··· Dataset excerpts

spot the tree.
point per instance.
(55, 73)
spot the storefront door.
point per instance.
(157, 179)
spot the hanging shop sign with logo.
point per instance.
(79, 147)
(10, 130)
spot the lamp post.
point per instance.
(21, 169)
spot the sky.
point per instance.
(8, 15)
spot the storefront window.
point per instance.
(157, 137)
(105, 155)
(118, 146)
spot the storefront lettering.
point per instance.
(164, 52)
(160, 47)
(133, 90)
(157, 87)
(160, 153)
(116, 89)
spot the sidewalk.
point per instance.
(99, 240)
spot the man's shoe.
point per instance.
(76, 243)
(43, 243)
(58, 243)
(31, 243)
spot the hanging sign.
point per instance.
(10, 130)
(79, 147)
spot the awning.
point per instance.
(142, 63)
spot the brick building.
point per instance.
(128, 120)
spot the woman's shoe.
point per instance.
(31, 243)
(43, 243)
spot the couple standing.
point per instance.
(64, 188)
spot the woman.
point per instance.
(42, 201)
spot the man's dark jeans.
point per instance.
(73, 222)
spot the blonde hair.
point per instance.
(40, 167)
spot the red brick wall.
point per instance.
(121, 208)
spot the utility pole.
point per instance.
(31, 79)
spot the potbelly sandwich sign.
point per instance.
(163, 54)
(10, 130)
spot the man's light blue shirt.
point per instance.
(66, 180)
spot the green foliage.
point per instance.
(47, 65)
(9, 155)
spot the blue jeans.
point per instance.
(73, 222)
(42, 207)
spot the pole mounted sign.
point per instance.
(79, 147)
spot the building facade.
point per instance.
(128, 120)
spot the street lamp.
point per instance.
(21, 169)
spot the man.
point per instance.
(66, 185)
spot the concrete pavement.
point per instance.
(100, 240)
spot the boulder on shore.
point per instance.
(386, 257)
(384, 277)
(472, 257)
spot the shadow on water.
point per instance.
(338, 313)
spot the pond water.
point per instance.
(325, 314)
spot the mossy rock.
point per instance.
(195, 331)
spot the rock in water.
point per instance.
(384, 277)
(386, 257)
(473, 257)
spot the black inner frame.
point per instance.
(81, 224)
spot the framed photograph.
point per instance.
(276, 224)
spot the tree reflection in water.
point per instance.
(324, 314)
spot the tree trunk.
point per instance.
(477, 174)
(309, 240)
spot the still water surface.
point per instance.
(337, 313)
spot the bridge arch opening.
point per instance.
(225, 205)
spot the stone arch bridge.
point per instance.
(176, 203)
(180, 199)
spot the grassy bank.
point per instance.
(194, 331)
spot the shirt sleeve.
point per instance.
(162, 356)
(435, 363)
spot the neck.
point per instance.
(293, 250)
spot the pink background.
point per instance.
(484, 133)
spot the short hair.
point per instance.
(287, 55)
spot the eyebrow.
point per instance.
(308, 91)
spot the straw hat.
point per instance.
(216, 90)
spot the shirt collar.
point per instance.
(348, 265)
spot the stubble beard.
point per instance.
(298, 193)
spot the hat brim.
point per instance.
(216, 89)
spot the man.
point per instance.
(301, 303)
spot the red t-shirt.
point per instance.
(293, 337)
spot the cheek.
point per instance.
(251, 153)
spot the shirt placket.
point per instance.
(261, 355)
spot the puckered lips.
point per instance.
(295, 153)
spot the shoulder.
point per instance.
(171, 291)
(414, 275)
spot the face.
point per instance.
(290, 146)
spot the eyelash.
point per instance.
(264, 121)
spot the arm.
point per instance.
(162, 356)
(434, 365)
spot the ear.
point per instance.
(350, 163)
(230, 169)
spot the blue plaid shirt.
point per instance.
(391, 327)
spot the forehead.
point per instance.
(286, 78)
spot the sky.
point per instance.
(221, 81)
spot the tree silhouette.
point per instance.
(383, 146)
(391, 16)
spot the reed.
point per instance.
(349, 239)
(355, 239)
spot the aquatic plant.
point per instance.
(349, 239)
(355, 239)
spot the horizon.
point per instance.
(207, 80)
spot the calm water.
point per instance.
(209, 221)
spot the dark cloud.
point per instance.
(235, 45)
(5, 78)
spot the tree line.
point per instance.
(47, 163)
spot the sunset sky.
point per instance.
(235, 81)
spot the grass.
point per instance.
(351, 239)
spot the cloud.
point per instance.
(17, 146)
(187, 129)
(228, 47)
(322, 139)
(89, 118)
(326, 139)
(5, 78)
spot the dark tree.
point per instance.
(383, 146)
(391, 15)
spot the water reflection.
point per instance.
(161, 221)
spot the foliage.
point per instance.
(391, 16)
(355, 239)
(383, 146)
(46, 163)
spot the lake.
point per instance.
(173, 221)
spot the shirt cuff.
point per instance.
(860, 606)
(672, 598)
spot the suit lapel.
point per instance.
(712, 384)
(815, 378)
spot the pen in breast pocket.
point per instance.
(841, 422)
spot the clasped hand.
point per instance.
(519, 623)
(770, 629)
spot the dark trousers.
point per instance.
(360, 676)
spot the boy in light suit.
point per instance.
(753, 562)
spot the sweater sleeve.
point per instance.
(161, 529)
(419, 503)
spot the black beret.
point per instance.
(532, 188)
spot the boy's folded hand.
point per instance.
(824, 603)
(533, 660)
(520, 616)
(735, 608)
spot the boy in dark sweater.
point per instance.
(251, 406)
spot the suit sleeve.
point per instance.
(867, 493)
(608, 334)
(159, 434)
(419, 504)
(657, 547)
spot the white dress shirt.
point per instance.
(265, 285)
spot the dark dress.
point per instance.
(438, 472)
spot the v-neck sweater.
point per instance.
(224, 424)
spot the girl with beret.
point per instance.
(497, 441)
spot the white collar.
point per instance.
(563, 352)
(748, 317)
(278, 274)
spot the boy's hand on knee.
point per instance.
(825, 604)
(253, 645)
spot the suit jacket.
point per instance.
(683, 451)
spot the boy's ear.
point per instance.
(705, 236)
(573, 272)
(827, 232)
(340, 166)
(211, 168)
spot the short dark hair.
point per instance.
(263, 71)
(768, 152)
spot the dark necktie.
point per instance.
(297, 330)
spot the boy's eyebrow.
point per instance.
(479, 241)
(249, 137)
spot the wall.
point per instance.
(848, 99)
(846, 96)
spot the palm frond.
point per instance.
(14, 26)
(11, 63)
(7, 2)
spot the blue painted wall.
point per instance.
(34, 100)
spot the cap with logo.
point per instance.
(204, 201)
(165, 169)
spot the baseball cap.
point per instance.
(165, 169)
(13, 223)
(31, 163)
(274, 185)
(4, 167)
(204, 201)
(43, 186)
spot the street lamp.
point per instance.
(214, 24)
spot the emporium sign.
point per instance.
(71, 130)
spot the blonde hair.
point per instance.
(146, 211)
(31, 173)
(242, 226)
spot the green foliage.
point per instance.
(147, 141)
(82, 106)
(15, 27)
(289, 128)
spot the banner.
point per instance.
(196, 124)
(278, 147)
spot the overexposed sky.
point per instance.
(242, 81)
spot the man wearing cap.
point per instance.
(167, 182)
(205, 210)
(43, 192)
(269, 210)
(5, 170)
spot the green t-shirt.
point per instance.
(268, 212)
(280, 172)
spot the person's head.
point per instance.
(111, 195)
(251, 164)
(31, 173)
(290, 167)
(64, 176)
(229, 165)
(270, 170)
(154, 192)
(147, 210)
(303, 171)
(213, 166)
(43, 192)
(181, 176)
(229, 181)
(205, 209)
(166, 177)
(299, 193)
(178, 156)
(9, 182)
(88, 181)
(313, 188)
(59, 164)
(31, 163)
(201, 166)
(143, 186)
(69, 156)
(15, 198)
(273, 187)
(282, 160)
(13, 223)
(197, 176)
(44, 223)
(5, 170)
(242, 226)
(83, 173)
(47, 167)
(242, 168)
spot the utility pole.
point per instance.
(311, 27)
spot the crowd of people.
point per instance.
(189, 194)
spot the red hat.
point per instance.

······

• _What needs to be done_
Exact copies of all the records are to be printed.

• _Task solution_
spot the tree.
point per instance.
(55, 73)
spot the storefront door.
point per instance.
(157, 179)
spot the hanging shop sign with logo.
point per instance.
(79, 147)
(10, 130)
spot the lamp post.
point per instance.
(21, 169)
spot the sky.
point per instance.
(8, 15)
spot the storefront window.
point per instance.
(157, 137)
(105, 155)
(118, 146)
spot the storefront lettering.
point per instance.
(164, 52)
(160, 47)
(133, 90)
(157, 87)
(160, 153)
(116, 89)
spot the sidewalk.
point per instance.
(99, 240)
spot the man's shoe.
point per instance.
(76, 243)
(43, 243)
(58, 243)
(31, 243)
spot the hanging sign.
point per instance.
(10, 130)
(79, 147)
spot the awning.
point per instance.
(142, 63)
spot the brick building.
point per instance.
(128, 120)
spot the woman's shoe.
point per instance.
(31, 243)
(43, 243)
spot the couple standing.
point per instance.
(64, 188)
spot the woman.
point per instance.
(42, 201)
spot the man's dark jeans.
point per instance.
(73, 222)
spot the blonde hair.
point per instance.
(40, 167)
spot the red brick wall.
point per instance.
(121, 208)
spot the utility pole.
point per instance.
(31, 79)
spot the potbelly sandwich sign.
point per instance.
(163, 54)
(10, 130)
spot the man's light blue shirt.
point per instance.
(66, 180)
spot the green foliage.
point per instance.
(47, 65)
(9, 155)
spot the blue jeans.
point per instance.
(73, 222)
(42, 207)
spot the pole mounted sign.
point per instance.
(79, 147)
spot the building facade.
point per instance.
(128, 120)
spot the street lamp.
point per instance.
(21, 169)
spot the man.
point per instance.
(66, 185)
spot the concrete pavement.
point per instance.
(100, 240)
spot the boulder on shore.
point per instance.
(386, 257)
(384, 277)
(472, 257)
spot the shadow on water.
point per instance.
(338, 313)
spot the pond water.
point per instance.
(325, 314)
spot the mossy rock.
point per instance.
(195, 331)
spot the rock in water.
point per instance.
(384, 277)
(386, 257)
(473, 257)
spot the black inner frame.
point per instance.
(81, 224)
spot the framed photograph.
point per instance.
(276, 224)
spot the tree reflection in water.
point per instance.
(324, 314)
spot the tree trunk.
point per instance.
(477, 174)
(309, 240)
spot the still water surface.
point per instance.
(337, 313)
spot the bridge arch opening.
point per instance.
(225, 205)
spot the stone arch bridge.
point per instance.
(176, 203)
(180, 199)
spot the grassy bank.
point per instance.
(194, 331)
spot the shirt sleeve.
point per instance.
(162, 356)
(435, 363)
spot the neck.
point per instance.
(293, 250)
spot the pink background.
point per instance.
(484, 133)
spot the short hair.
point per instance.
(287, 55)
spot the eyebrow.
point per instance.
(308, 91)
spot the straw hat.
point per instance.
(216, 90)
spot the shirt collar.
point per instance.
(348, 265)
spot the stubble beard.
point per instance.
(298, 193)
spot the hat brim.
point per instance.
(216, 89)
spot the man.
point per instance.
(301, 303)
spot the red t-shirt.
point per instance.
(293, 337)
spot the cheek.
point per instance.
(251, 153)
spot the shirt placket.
point per instance.
(261, 355)
spot the puckered lips.
point per instance.
(295, 153)
spot the shoulder.
point per instance.
(171, 291)
(414, 275)
spot the face.
point per instance.
(290, 146)
spot the eyelash.
point per instance.
(264, 121)
spot the arm.
point per instance.
(162, 356)
(434, 365)
spot the ear.
point per instance.
(350, 163)
(230, 169)
spot the blue plaid shirt.
point per instance.
(391, 327)
spot the forehead.
point per instance.
(286, 78)
spot the sky.
point per instance.
(221, 81)
spot the tree silhouette.
point per instance.
(383, 146)
(391, 16)
spot the reed.
point per instance.
(349, 239)
(355, 239)
spot the aquatic plant.
point per instance.
(349, 239)
(355, 239)
spot the horizon.
point per instance.
(207, 80)
spot the calm water.
point per instance.
(209, 221)
spot the dark cloud.
point per instance.
(235, 45)
(5, 78)
spot the tree line.
point per instance.
(47, 163)
spot the sunset sky.
point per instance.
(235, 81)
spot the grass.
point per instance.
(351, 239)
spot the cloud.
point per instance.
(17, 146)
(187, 129)
(228, 47)
(322, 139)
(89, 118)
(326, 139)
(5, 78)
spot the dark tree.
point per instance.
(383, 146)
(391, 15)
spot the water reflection.
point per instance.
(161, 221)
spot the foliage.
point per instance.
(391, 16)
(355, 239)
(383, 146)
(46, 163)
spot the lake.
point per instance.
(173, 221)
spot the shirt cuff.
point per instance.
(860, 606)
(672, 598)
spot the suit lapel.
point per instance.
(712, 384)
(815, 378)
spot the pen in breast pocket.
point per instance.
(841, 422)
spot the clasped hand.
point per instance.
(519, 623)
(770, 629)
spot the dark trousers.
point per instance.
(360, 676)
spot the boy in light suit.
point per instance.
(753, 562)
spot the sweater sleeve.
point per instance.
(161, 529)
(419, 503)
spot the black beret.
point per instance.
(532, 188)
spot the boy's folded hand.
point per instance.
(824, 603)
(533, 660)
(520, 616)
(735, 608)
spot the boy in dark sweater.
point per instance.
(251, 406)
spot the suit sleeve.
point per instance.
(867, 493)
(608, 334)
(159, 434)
(419, 504)
(657, 547)
spot the white dress shirt.
point per instance.
(265, 285)
spot the dark dress.
point per instance.
(438, 472)
spot the v-neck sweater.
point per instance.
(224, 424)
spot the girl with beret.
point per instance.
(497, 441)
spot the white collar.
point per instance.
(563, 352)
(748, 317)
(278, 274)
spot the boy's hand on knee.
point per instance.
(825, 604)
(253, 645)
spot the suit jacket.
point per instance.
(683, 451)
spot the boy's ear.
point per instance.
(705, 236)
(573, 272)
(827, 232)
(340, 166)
(211, 168)
spot the short dark hair.
point per instance.
(263, 71)
(768, 152)
spot the dark necktie.
point per instance.
(297, 330)
spot the boy's eyebrow.
point per instance.
(479, 241)
(249, 137)
spot the wall.
point per instance.
(848, 99)
(846, 96)
spot the palm frond.
point per instance.
(14, 26)
(11, 63)
(7, 2)
spot the blue painted wall.
point per instance.
(34, 100)
spot the cap with logo.
point per instance.
(204, 201)
(165, 169)
spot the baseball cap.
point per instance.
(165, 169)
(13, 223)
(31, 163)
(274, 185)
(4, 167)
(204, 201)
(43, 186)
spot the street lamp.
point per instance.
(214, 24)
spot the emporium sign.
point per instance.
(71, 130)
spot the blonde hair.
point per instance.
(146, 211)
(31, 173)
(242, 226)
spot the green foliage.
point per instance.
(147, 141)
(82, 106)
(15, 27)
(289, 128)
spot the banner.
point per instance.
(196, 124)
(278, 147)
spot the overexposed sky.
point per instance.
(242, 81)
spot the man wearing cap.
point per instance.
(167, 182)
(205, 210)
(43, 192)
(269, 210)
(5, 170)
spot the green t-shirt.
point per instance.
(268, 212)
(280, 172)
spot the person's head.
point per instance.
(111, 195)
(251, 164)
(31, 173)
(290, 167)
(64, 176)
(229, 165)
(270, 170)
(154, 192)
(147, 210)
(303, 171)
(213, 166)
(43, 192)
(181, 176)
(229, 181)
(205, 209)
(166, 177)
(299, 193)
(178, 156)
(9, 182)
(88, 181)
(313, 188)
(59, 164)
(31, 163)
(201, 166)
(143, 186)
(69, 156)
(15, 198)
(273, 187)
(282, 160)
(13, 223)
(197, 176)
(44, 223)
(5, 170)
(242, 226)
(83, 173)
(47, 167)
(242, 168)
spot the utility pole.
point per instance.
(311, 27)
spot the crowd of people.
point per instance.
(189, 194)
spot the red hat.
point per instance.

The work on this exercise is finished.